● Actions to take:
A: Translate this sentence from the ggplot2 lesson into Spanish: "If you need a function from a package in a code chunk, be sure to load the package first."
B: Using the ggplot2 lesson, answer these questions:
(i) Which package do the script and exercises for this week introduce to new users?
(ii) What are R markdown files compared to?
(iii) Which dataset does the script use, and in which lesson was it created?
C: Continue the ggplot2 lesson from the point where it stops.

● Source passage:
◆ ◆ ◆ ◆ ◆

Objectives

The script and exercises for this week introduce new users to the ggplot2 package:

Core components of the basic ggplot() call
Adding information one variable at a time via aes() and facet_*
Formatting and themes

Online resources

Here are some helpful resources for learning how to use ggplot and just thinking about graphing, in general.

ggplot2 how-to pages

General graphing resources

Materials

Lecture

Video on YouTube

Script

IntroGGplot.R

Walking through the script

Package loading

We’ll load ggplot2 by itself. It lives in the tidyverse, which we will typically load because and since we often use other tidyverse functions, but here let’s focus on ggplot2.

Remember that in an R markdown file, you need to include the package loading even if you have it loaded in the session. R markdown files are like self-contained \({\bf\textsf{R}}\) sessions, so it only knows what you tell it. If you need a function from a package in a code chunk, be sure to load the package first.

pacman::p_load(ggplot2)

Data loading

This script uses the mtcars2 dataset created in the previous lesson. This time there are three options: Either load it from the .Rdata object you saved at the end of the previous lesson…

setwd(".../R")

◆ ◆ ◆ ◆ ◆

Records:
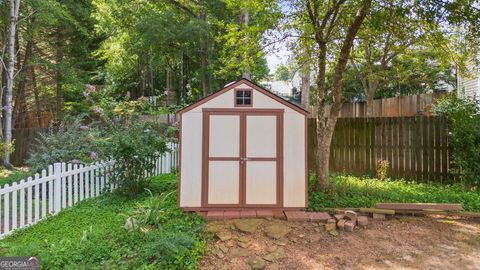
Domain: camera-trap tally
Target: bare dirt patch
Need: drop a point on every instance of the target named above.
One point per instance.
(399, 243)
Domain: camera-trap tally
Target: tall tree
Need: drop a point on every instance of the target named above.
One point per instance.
(14, 11)
(333, 25)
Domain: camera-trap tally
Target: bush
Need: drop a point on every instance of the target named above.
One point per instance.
(359, 192)
(464, 135)
(71, 141)
(92, 234)
(133, 146)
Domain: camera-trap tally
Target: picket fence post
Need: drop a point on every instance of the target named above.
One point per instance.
(57, 172)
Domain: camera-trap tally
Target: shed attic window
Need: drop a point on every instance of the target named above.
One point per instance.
(243, 97)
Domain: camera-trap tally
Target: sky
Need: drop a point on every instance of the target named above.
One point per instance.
(276, 58)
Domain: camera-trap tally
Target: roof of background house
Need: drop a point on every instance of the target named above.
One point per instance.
(229, 86)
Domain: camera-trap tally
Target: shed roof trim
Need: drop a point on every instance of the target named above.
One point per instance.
(252, 85)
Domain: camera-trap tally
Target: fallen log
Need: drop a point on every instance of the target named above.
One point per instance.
(439, 212)
(421, 206)
(377, 211)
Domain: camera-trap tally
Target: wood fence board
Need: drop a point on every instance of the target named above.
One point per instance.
(416, 147)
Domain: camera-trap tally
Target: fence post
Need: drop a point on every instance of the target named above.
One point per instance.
(57, 171)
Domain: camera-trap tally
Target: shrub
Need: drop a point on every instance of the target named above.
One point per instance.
(464, 135)
(133, 146)
(383, 167)
(71, 141)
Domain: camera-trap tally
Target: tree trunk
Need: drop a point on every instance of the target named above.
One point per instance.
(325, 129)
(326, 120)
(59, 86)
(3, 75)
(370, 95)
(36, 95)
(14, 8)
(246, 73)
(204, 58)
(305, 87)
(20, 107)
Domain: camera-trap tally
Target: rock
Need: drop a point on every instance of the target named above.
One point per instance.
(223, 235)
(315, 238)
(223, 248)
(217, 252)
(351, 215)
(332, 220)
(274, 266)
(275, 254)
(341, 224)
(247, 225)
(238, 252)
(330, 226)
(362, 221)
(130, 223)
(378, 216)
(272, 248)
(243, 244)
(349, 225)
(269, 257)
(256, 263)
(214, 227)
(277, 231)
(333, 232)
(281, 242)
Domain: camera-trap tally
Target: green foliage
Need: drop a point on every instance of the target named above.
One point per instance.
(6, 147)
(383, 166)
(351, 191)
(8, 176)
(71, 141)
(464, 135)
(282, 73)
(92, 235)
(133, 146)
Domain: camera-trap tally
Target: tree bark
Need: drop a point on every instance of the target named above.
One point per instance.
(246, 72)
(20, 103)
(305, 87)
(369, 96)
(3, 75)
(204, 57)
(59, 86)
(37, 96)
(327, 118)
(14, 9)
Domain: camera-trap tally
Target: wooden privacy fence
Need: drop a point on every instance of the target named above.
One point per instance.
(416, 147)
(61, 186)
(25, 139)
(414, 105)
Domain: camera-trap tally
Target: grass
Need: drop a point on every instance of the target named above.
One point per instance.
(351, 191)
(16, 174)
(94, 235)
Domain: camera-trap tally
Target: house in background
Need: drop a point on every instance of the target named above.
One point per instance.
(469, 87)
(243, 147)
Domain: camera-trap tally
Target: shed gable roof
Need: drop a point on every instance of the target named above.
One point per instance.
(252, 85)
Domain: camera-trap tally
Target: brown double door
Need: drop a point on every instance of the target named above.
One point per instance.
(242, 158)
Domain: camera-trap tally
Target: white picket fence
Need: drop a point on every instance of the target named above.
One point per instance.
(61, 186)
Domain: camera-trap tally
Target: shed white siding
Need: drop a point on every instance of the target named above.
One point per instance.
(294, 156)
(469, 87)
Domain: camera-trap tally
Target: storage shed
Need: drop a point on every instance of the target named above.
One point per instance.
(243, 147)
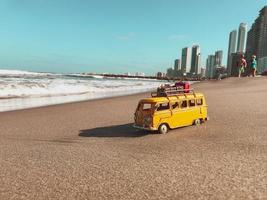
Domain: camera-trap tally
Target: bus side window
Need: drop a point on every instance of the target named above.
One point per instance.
(199, 102)
(163, 106)
(184, 104)
(192, 103)
(175, 105)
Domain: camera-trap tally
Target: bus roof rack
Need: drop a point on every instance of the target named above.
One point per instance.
(171, 91)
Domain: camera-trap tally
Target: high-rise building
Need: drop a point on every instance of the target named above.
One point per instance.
(195, 60)
(231, 49)
(186, 60)
(210, 66)
(177, 64)
(235, 63)
(203, 72)
(257, 40)
(242, 32)
(218, 58)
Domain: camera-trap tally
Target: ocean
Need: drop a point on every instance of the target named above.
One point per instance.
(23, 89)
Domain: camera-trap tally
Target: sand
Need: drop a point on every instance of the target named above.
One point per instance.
(89, 150)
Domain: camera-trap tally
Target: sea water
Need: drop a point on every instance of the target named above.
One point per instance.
(22, 89)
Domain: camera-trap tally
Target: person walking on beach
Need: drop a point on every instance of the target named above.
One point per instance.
(242, 65)
(253, 66)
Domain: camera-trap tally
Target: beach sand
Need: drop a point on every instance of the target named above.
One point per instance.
(89, 150)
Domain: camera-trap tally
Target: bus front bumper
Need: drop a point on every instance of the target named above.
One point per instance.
(145, 128)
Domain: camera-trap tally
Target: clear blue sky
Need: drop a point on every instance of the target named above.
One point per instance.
(115, 35)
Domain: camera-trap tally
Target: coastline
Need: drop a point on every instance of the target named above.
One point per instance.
(89, 150)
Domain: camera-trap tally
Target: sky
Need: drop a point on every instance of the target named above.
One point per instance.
(115, 36)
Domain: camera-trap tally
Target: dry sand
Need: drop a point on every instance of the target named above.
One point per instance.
(89, 150)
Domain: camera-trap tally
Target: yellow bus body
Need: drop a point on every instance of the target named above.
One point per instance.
(174, 111)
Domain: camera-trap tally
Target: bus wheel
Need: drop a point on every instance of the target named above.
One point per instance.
(197, 122)
(163, 129)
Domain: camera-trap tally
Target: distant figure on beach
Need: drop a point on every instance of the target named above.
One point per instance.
(242, 65)
(253, 66)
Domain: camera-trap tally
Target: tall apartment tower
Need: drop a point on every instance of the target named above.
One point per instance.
(186, 60)
(195, 60)
(231, 49)
(177, 64)
(218, 58)
(257, 40)
(210, 66)
(242, 32)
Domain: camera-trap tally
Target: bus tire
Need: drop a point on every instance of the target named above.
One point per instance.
(197, 122)
(163, 129)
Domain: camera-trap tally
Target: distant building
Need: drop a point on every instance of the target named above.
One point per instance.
(186, 60)
(203, 72)
(235, 63)
(231, 49)
(161, 74)
(218, 58)
(242, 32)
(170, 72)
(177, 64)
(210, 66)
(139, 74)
(195, 60)
(257, 40)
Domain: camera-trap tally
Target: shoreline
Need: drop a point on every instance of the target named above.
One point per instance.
(66, 101)
(89, 150)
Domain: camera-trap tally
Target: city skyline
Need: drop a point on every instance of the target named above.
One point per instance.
(77, 37)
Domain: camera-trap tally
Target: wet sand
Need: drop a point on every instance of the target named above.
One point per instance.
(89, 150)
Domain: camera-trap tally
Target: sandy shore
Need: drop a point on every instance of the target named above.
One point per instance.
(89, 150)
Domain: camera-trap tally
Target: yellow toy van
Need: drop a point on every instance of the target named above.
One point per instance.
(169, 110)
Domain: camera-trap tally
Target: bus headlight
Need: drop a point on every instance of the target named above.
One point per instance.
(147, 120)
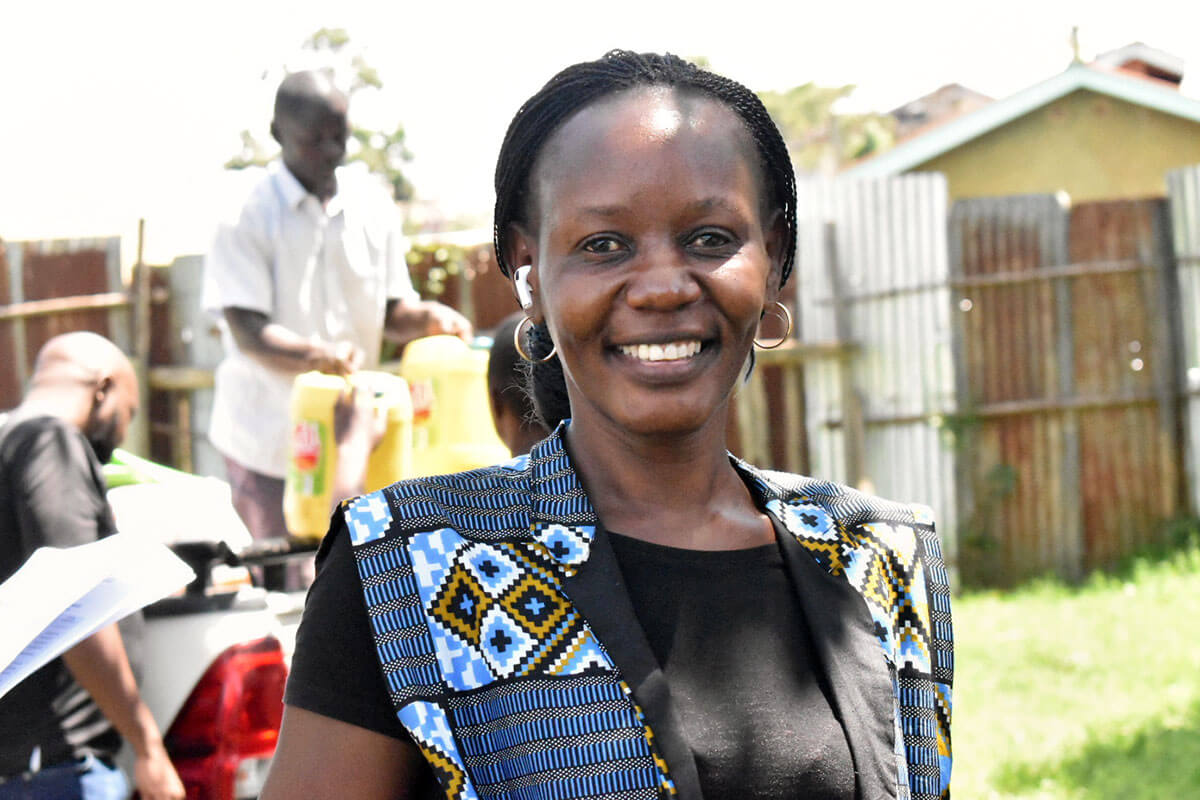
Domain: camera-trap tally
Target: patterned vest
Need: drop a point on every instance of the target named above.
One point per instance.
(511, 656)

◆ ◆ ◆ ◆ ◆

● Results for the exercise:
A: Si necesitas una función de un paquete en un bloque de código, asegúrate de cargar el paquete primero.

B:
(i) The ggplot2 package.
(ii) Self-contained R sessions.
(iii) The mtcars2 dataset, created in the previous lesson.

C:
mtcars2 <- load("./data/mtcars2.Rdata)

… or read from a .Rdata object on GitHub…

objURL = url("https://github.com/devanmcg/IntroRangeR/raw/master/data/mtcars2.Rdata") 
load(objURL)

…or read from a .csv on GitHub:

csvURL = url("https://github.com/devanmcg/IntroRangeR/raw/master/data/mtcars2.csv")
mtcars2 <- read.csv(csvURL)

Note: To load files from GitHub into \({\bf\textsf{R}}\), URLs must include raw, not blob.

Now just check that we have the proper file:

str(mtcars2)

## 'data.frame':    32 obs. of  17 variables:
##  $ make.model  : chr  "Mazda RX4" "Mazda RX4 Wag" "Datsun 710" "Hornet 4 Drive" ...
##  $ mpg         : num  21 21 22.8 21.4 18.7 18.1 14.3 24.4 22.8 19.2 ...
##  $ cyl         : chr  "6" "6" "4" "6" ...
##  $ disp        : num  160 160 108 258 360 ...
##  $ hp          : num  110 110 93 110 175 105 245 62 95 123 ...
##  $ drat        : num  3.9 3.9 3.85 3.08 3.15 2.76 3.21 3.69 3.92 3.92 ...
##  $ wt          : num  2.62 2.88 2.32 3.21 3.44 ...
##  $ qsec        : num  16.5 17 18.6 19.4 17 ...
##  $ vs          : chr  "0" "0" "1" "1" ...
##  $ transmission: chr  "Manual" "Manual" "Manual" "Automatic" ...
##  $ gear        : chr  "4" "4" "4" "3" ...
##  $ carb        : chr  "4" "4" "1" "1" ...
##  $ make        : Factor w/ 20 levels "AMC","Cadillac",..: 14 14 5 1 1 16 16 15 15 15 ...
##  $ country     : Factor w/ 6 levels "Germany","Italy",..: 3 3 3 6 6 6 6 1 1 1 ...
##  $ origin      : chr  "foreign" "foreign" "foreign" "domestic" ...
##  $ continent   : chr  "Asia" "Asia" "Asia" "North America" ...
##  $ sportiness  : chr  "Kinda sporty" "Not sporty" "Kinda sporty" "Not sporty" ...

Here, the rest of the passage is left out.